##### Given text

Thursday 31 December 2015

Affluenza: Five unusual criminal defences

This photo taken by presidential photographer Mike Evens on March 30, 1981 shows police and Secret Service agents reacting during the assassination attempt on then US president Ronald Reagan,When John Hinckley attempted to kill Ronald Reagan, he said he was trying to impress a certain movie star
The leniency showed by a US court to a rich young teenager who killed four people in a drink-driving accident surprised many.
Ethan Couch's family money didn't just buy him the best defence, it was his defence.

When Couch, 18, appeared before a Texas court in 2014, his lawyers argued that he suffered from affluenza, an unusual - and not medically recognised - condition in which a gilded upbringing is said to prevent the sufferer grasping the consequences of their actions. And it worked.
Couch's controversial excuse ranks alongside a long list of unusual and creative criminal defences offered up over the years. Here are five of the most notable.

##########
##### Data extracts

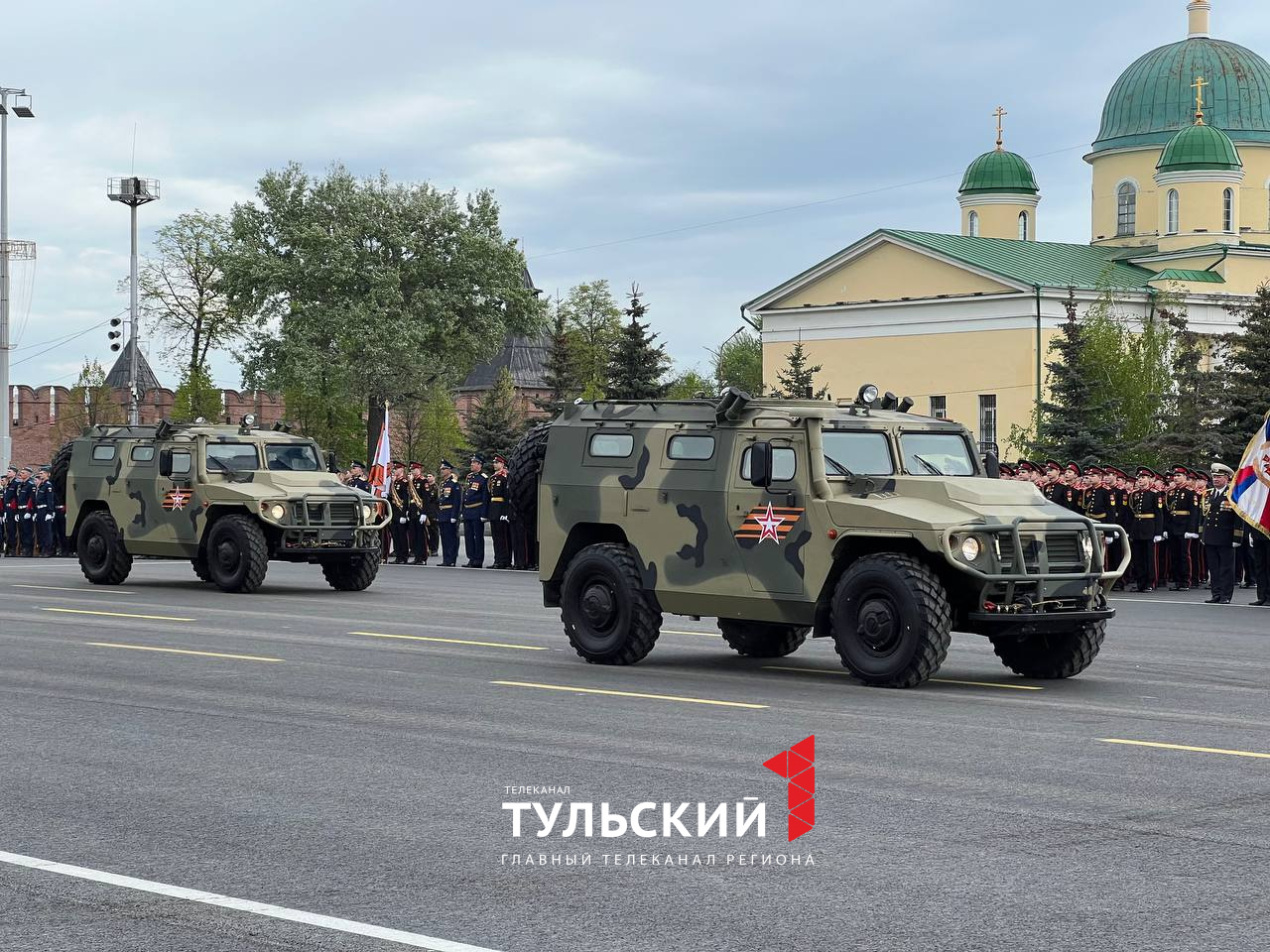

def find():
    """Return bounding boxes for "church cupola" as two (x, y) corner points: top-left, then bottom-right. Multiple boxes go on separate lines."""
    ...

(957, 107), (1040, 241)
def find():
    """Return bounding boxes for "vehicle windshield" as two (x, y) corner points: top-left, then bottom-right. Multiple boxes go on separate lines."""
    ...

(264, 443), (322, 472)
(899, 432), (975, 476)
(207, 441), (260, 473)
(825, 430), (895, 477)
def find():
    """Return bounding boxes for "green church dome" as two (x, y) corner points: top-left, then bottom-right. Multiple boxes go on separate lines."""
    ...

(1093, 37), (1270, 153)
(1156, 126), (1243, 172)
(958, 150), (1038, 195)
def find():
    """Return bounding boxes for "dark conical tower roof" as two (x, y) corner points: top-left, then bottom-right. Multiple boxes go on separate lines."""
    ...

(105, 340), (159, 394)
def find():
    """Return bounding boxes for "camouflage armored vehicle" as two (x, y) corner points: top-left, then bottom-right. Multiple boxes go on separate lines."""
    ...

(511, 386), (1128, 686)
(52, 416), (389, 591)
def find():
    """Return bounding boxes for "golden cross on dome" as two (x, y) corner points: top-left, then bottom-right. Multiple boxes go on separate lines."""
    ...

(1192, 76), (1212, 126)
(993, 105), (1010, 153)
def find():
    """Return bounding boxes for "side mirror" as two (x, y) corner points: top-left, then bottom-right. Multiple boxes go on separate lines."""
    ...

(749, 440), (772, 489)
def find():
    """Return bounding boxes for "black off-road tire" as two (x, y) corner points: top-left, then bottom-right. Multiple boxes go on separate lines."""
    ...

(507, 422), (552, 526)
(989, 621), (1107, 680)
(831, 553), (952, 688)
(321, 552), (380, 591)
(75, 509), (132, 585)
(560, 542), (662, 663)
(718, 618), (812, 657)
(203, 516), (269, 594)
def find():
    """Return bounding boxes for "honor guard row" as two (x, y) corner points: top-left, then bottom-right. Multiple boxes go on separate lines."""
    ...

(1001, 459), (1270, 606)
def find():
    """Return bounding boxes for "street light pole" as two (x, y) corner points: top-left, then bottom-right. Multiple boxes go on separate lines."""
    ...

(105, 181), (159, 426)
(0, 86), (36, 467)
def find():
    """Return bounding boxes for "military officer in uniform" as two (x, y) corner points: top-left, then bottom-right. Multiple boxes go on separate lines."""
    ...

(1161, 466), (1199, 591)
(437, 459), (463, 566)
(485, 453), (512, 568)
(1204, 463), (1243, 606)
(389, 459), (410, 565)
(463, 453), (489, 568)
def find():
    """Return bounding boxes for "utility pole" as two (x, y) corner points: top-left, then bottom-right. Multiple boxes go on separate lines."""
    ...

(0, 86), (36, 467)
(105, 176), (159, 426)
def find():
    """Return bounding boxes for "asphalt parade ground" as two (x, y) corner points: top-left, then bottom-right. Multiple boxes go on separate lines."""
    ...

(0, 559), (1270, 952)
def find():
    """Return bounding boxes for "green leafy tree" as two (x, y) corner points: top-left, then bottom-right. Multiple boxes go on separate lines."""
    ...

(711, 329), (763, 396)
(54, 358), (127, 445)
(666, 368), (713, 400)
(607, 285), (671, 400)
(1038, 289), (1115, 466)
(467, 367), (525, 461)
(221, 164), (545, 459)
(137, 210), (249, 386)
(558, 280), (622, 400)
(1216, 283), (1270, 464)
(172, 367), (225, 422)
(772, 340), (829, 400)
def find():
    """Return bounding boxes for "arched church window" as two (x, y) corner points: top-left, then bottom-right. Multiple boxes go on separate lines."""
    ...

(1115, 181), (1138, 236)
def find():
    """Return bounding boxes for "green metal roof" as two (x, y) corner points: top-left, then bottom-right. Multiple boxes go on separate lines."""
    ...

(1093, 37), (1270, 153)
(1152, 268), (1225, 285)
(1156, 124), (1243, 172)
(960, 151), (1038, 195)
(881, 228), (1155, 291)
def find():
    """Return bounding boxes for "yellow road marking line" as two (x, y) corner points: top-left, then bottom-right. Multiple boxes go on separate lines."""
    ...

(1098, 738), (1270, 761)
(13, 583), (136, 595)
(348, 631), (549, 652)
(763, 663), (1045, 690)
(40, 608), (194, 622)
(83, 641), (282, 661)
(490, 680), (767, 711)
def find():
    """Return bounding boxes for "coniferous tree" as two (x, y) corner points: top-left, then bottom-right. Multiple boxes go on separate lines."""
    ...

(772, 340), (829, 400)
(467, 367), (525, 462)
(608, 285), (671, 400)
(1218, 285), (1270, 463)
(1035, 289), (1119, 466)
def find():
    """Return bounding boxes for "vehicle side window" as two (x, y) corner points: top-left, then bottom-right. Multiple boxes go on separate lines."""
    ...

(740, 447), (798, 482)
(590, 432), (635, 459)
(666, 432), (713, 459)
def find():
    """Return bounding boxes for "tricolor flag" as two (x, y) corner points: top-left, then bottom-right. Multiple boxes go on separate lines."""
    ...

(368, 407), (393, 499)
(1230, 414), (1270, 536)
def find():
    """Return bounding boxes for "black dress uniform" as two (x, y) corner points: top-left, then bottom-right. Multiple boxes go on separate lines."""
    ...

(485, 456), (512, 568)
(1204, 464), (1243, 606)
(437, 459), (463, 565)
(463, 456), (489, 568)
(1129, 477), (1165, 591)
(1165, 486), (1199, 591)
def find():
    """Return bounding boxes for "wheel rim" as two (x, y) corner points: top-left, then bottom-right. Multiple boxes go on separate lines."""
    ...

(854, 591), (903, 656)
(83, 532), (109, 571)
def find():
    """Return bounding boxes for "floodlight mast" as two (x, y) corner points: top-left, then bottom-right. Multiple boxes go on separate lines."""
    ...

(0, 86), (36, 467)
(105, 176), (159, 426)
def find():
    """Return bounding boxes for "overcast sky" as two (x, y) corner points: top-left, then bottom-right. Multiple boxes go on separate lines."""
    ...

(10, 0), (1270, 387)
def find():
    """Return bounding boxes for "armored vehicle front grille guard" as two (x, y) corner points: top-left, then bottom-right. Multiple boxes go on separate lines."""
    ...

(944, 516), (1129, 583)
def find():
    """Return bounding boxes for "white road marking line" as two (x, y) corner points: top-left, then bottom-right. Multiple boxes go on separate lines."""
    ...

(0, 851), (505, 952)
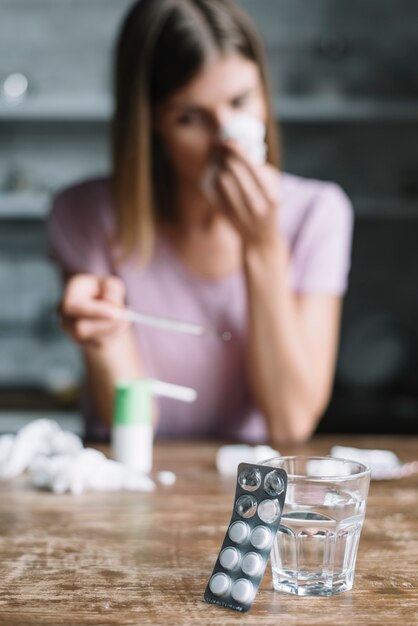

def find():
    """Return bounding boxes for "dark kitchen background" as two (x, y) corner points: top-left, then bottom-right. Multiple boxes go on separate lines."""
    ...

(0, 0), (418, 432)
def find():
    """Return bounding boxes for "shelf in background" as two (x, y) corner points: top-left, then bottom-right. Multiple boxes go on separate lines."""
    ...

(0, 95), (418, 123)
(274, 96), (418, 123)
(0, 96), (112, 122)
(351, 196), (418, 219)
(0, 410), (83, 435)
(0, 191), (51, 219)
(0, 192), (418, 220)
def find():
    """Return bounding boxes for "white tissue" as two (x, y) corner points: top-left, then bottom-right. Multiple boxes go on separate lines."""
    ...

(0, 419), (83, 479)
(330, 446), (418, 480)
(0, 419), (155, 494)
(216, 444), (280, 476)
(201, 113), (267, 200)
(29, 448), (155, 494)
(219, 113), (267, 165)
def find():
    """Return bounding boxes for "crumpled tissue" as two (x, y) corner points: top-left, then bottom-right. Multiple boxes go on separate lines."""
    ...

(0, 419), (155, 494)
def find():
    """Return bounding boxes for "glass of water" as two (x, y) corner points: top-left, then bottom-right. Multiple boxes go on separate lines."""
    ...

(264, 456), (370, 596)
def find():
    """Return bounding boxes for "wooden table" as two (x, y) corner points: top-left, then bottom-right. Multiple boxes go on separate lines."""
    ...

##########
##### Data extracts

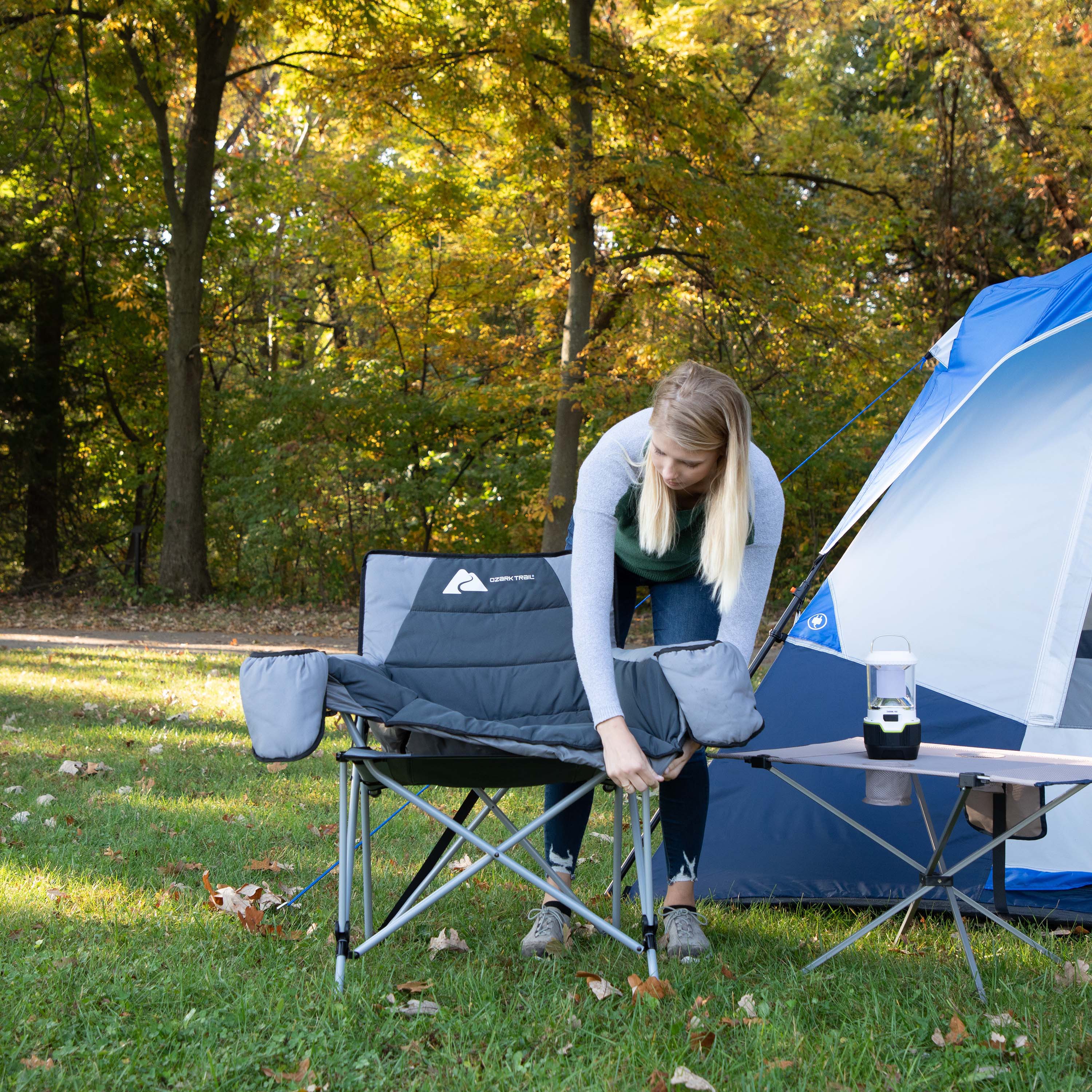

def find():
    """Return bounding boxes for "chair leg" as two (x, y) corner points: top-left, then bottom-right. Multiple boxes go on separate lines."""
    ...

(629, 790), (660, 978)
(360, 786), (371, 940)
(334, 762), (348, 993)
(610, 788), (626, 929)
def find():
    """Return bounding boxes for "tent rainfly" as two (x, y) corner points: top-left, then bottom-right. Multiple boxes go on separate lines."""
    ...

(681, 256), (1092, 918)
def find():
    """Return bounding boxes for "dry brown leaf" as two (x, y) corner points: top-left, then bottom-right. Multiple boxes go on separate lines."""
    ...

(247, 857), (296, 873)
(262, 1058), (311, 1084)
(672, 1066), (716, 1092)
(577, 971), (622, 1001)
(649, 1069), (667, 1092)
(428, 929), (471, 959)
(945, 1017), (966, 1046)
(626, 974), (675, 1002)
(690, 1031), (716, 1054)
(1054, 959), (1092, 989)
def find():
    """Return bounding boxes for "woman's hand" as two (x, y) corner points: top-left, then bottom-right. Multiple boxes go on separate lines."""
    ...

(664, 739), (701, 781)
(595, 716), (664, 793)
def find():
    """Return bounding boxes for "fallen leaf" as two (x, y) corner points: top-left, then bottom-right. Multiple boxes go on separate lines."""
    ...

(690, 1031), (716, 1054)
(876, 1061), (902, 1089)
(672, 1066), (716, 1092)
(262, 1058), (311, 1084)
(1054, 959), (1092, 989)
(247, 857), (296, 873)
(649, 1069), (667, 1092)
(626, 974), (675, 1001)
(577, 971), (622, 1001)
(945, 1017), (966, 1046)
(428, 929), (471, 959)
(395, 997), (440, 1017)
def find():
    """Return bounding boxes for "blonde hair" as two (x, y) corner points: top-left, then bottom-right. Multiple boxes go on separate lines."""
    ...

##########

Reproduce the passage of the article on unusual criminal defenses word for word, starting at "Thursday 31 December" and ending at "And it worked.".

Thursday 31 December 2015

Affluenza: Five unusual criminal defences

This photo taken by presidential photographer Mike Evens on March 30, 1981 shows police and Secret Service agents reacting during the assassination attempt on then US president Ronald Reagan,When John Hinckley attempted to kill Ronald Reagan, he said he was trying to impress a certain movie star
The leniency showed by a US court to a rich young teenager who killed four people in a drink-driving accident surprised many.
Ethan Couch's family money didn't just buy him the best defence, it was his defence.

When Couch, 18, appeared before a Texas court in 2014, his lawyers argued that he suffered from affluenza, an unusual - and not medically recognised - condition in which a gilded upbringing is said to prevent the sufferer grasping the consequences of their actions. And it worked.